Comparative study of uranyl(VI) and -(V) carbonato complexes in an aqueous solution

Electrochemical, complexation, and electronic properties of uranyl(VI) and -(V) carbonato complexes in an aqueous Na2CO3 solution have been investigated to define the appropriate conditions for preparing pure uranyl(V) samples and to understand the difference in coordination character between UO22+ and UO2+. Cyclic voltammetry using three different working electrodes of platinum, gold, and glassy carbon has suggested that the electrochemical reaction of uranyl(VI) carbonate species proceeds quasi-reversibly. Electrolysis of UO22+ has been performed in Na2CO3 solutions of more than 0.8 M with a limited pH range of 11.7 < pH < 12.0 using a platinum mesh electrode. It produces a high purity of the uranyl(V) carbonate solution, which has been confirmed to be stable for at least 2 weeks in a sealed glass cuvette. Extended X-ray absorption fine structure (EXAFS) measurements revealed the structural arrangement of uranyl(VI) and -(V) tricarbonato complexes, [UO2(CO3)(3)](n-) [n = 4 for uranyl(VI), 5 for uranyl(V)]. The bond distances of U-O-ax, U-O-eq, U-C, and U-O-dist are determined to be 1.81, 2.44, 2.92, and 4.17 angstrom for the uranyl(VI) complex and 1.91, 2.50, 2.93, and 4.23 angstrom for the uranyl(V) complex, respectively. The validity of the structural parameters obtained from EXAFS has been supported by quantum chemical calculations for the uranyl(VI) complex. The uranium L-I- and L-III-edge X-ray absorption near-edge structure spectra have been interpreted in terms of electron transitions and multiple-scattering features.

:::::

**PROBLEM TO SOLVE**
In the uranyl carbonato study, how long was the uranyl(V) carbonate solution confirmed to stay stable in a sealed glass cuvette?

:::::

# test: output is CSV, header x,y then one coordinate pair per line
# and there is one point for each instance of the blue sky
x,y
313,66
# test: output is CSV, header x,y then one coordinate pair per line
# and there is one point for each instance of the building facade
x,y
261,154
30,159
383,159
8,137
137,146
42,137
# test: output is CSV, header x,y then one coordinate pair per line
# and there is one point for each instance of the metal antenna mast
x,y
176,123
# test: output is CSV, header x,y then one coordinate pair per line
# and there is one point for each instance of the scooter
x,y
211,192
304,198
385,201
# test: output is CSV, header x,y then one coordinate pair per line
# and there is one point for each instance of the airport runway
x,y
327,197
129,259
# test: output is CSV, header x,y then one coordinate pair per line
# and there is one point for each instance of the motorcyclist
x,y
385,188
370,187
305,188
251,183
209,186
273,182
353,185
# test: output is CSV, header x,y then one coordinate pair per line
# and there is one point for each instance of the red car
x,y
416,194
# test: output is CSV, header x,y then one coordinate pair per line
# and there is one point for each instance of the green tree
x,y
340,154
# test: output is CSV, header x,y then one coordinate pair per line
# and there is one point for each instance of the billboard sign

:::::

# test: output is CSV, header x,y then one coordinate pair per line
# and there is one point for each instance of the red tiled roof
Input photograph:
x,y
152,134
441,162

:::::

**ANSWER TO THE PROBLEM**
At least 2 weeks.